===== Document passage =====

Review of Felix Ever After by Kacen Callender
Felix Ever After
by Kacen Callender
I’ll give this book credit for getting me out of my reading slump that I fell into at the beginning of the year. I read Felix Ever After in a day! Kacen Callender made me feel very invested in Felix’s story. Though I wouldn’t call this a “light” YA read by any stretch of the imagination, there is a lot in here that is humourous to balance out the more serious parts. In particular, Callender creates a memorable, believable voice for our eponymous narrator.
Felix is a 17-year-old trans kid living in New York City, going to a private art school and hoping to get into Brown. Except he spends more time pondering his lack of a relationship than actually working on his portfolio. Oh, and even though Felix knows he definitely isn’t a girl, he isn’t entirely sure the binary idea of “boy” fits him either. With his mother out of the picture and his father supportive materially but not always emotionally, this leaves Felix adrift and vulnerable. Not to mention that someone cracked into his Instagram, found photos of him pre-transition, and plastered them along with his deadname all over a school hallway.

=====

#### [Exercise tasks]
1) Answer these questions about the review of Felix Ever After:
(a) How long did the reviewer take to read the book?
(b) Which university is Felix hoping to get into?
(c) In which city does Felix live?
2) Reproduce the review of Felix Ever After word for word, from "Review of Felix" to "our eponymous narrator.".
3) According to the review of Felix Ever After, what did the person who got into Felix's Instagram do? List every action.

===== Data =====

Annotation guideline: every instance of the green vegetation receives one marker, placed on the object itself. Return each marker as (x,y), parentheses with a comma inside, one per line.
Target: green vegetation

=====

#### [Answers given]
1)
(a) The reviewer read it in a day.
(b) Felix is hoping to get into Brown.
(c) Felix lives in New York City.

2)
Review of Felix Ever After by Kacen Callender
Felix Ever After
by Kacen Callender
I’ll give this book credit for getting me out of my reading slump that I fell into at the beginning of the year. I read Felix Ever After in a day! Kacen Callender made me feel very invested in Felix’s story. Though I wouldn’t call this a “light” YA read by any stretch of the imagination, there is a lot in here that is humourous to balance out the more serious parts. In particular, Callender creates a memorable, believable voice for our eponymous narrator.

3)
- Cracked into his Instagram
- Found photos of him pre-transition
- Plastered them, along with his deadname, all over a school hallway